### [Job]
Rewrite every line in the rows below as a JSON list of strings, one string per line, with blank lines skipped. Leave the pictures out.
----------------
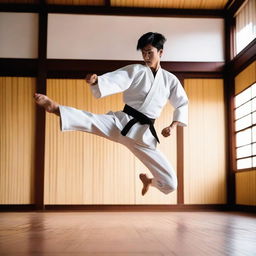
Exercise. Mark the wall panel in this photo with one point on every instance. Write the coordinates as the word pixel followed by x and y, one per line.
pixel 19 35
pixel 17 140
pixel 245 78
pixel 82 168
pixel 204 143
pixel 246 188
pixel 120 40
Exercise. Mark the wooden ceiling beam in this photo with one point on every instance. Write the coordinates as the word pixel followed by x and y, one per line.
pixel 108 10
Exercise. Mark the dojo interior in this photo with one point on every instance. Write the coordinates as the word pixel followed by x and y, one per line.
pixel 73 193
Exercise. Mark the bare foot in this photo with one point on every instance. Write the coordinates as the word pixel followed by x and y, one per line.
pixel 146 183
pixel 48 104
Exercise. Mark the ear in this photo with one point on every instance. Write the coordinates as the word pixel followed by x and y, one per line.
pixel 161 52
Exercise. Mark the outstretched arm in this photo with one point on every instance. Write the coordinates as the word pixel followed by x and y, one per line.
pixel 91 79
pixel 167 131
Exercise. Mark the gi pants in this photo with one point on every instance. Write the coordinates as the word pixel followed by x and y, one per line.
pixel 143 147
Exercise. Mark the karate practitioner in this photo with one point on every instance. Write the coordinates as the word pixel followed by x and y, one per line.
pixel 146 89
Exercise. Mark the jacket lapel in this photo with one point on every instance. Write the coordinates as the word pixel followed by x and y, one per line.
pixel 154 81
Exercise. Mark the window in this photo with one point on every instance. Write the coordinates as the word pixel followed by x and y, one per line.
pixel 245 30
pixel 245 128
----------------
### [Output]
[
  "Exercise. Mark the wall panel in this photo with one point on every instance. Write the coordinates as the word pixel followed by x and y, one per line.",
  "pixel 19 35",
  "pixel 17 140",
  "pixel 245 78",
  "pixel 82 168",
  "pixel 204 143",
  "pixel 246 188",
  "pixel 120 40",
  "Exercise. Mark the wooden ceiling beam in this photo with one point on every instance. Write the coordinates as the word pixel followed by x and y, one per line.",
  "pixel 108 10",
  "Exercise. Mark the dojo interior in this photo with one point on every instance. Write the coordinates as the word pixel followed by x and y, one per line.",
  "pixel 73 193",
  "Exercise. Mark the bare foot in this photo with one point on every instance. Write the coordinates as the word pixel followed by x and y, one per line.",
  "pixel 146 183",
  "pixel 48 104",
  "Exercise. Mark the ear in this photo with one point on every instance. Write the coordinates as the word pixel followed by x and y, one per line.",
  "pixel 161 52",
  "Exercise. Mark the outstretched arm in this photo with one point on every instance. Write the coordinates as the word pixel followed by x and y, one per line.",
  "pixel 91 79",
  "pixel 167 131",
  "Exercise. Mark the gi pants in this photo with one point on every instance. Write the coordinates as the word pixel followed by x and y, one per line.",
  "pixel 143 147",
  "Exercise. Mark the karate practitioner in this photo with one point on every instance. Write the coordinates as the word pixel followed by x and y, one per line.",
  "pixel 146 89",
  "Exercise. Mark the jacket lapel in this photo with one point on every instance. Write the coordinates as the word pixel followed by x and y, one per line.",
  "pixel 154 81",
  "Exercise. Mark the window in this photo with one point on every instance. Write the coordinates as the word pixel followed by x and y, one per line.",
  "pixel 245 30",
  "pixel 245 128"
]